### SHORT EXERCISE
Could you give the data below again with each "couch" swapped for "sofa", nothing else altered and the pictures left out?

### SUPPLIED DATA
------------------------------------------------------------------------

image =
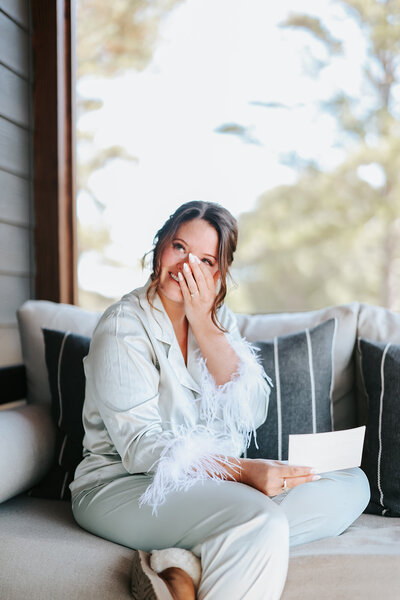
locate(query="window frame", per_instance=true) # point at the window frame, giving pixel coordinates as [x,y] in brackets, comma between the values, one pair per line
[53,41]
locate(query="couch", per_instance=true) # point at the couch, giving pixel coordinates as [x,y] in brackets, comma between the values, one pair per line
[45,555]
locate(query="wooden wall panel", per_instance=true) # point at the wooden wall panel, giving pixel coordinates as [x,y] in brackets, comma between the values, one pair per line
[16,215]
[13,293]
[14,46]
[14,149]
[14,97]
[14,250]
[10,347]
[14,199]
[17,10]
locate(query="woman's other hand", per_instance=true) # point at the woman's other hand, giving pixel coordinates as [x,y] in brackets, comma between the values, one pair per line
[268,476]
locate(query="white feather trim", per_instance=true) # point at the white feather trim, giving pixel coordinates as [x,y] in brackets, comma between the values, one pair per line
[232,404]
[188,455]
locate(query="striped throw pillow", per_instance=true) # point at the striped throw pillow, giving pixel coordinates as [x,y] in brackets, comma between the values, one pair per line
[301,368]
[64,353]
[380,369]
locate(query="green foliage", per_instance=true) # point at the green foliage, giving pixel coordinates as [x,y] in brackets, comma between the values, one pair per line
[333,237]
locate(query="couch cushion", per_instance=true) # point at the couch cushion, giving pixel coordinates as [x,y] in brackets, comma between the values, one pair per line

------------------------------------------------------------------------

### COMPLETE RESPONSE
image =
locate(query="window frame", per_instance=true) # point at the window frame, giving pixel coordinates as [x,y] in brackets, comma between the values, one pair per line
[53,41]
locate(query="sofa", per_instance=true) # point at the sofa, giving pixel coordinates as [x,y] in brackets, comma between the values, one pair per line
[45,555]
locate(query="wooden wall panel", per_instance=true) # point at the wooden wall panel, giving pixel coordinates as [x,y] in brackets, comma between the values, one pair per line
[16,215]
[13,293]
[14,46]
[14,149]
[14,97]
[14,250]
[10,347]
[14,199]
[17,10]
locate(query="woman's other hand", per_instance=true) # point at the woman's other hand, giving pixel coordinates as [x,y] in brackets, comma between the values, one pair per line
[268,476]
locate(query="white feather trim", per_instance=true) # point at the white feather trim, giving pixel coordinates as [x,y] in brackets, comma between the values, one pair per line
[232,404]
[188,455]
locate(query="striped throw pillow", per_instance=true) # point at the striped throw pillow, giving pixel coordinates as [x,y] in brackets, comma between the values, one pair per line
[301,368]
[64,353]
[380,369]
locate(query="green foliage", per_instance=true) # point at the green foliage, giving pixel coordinates as [x,y] in brackets, comma between the values, one pair per line
[333,237]
locate(query="sofa cushion", per_instance=true) # point at the sofa cushion, giving pixel coordinates as [x,y] in brackets, comma between the values, one pair per line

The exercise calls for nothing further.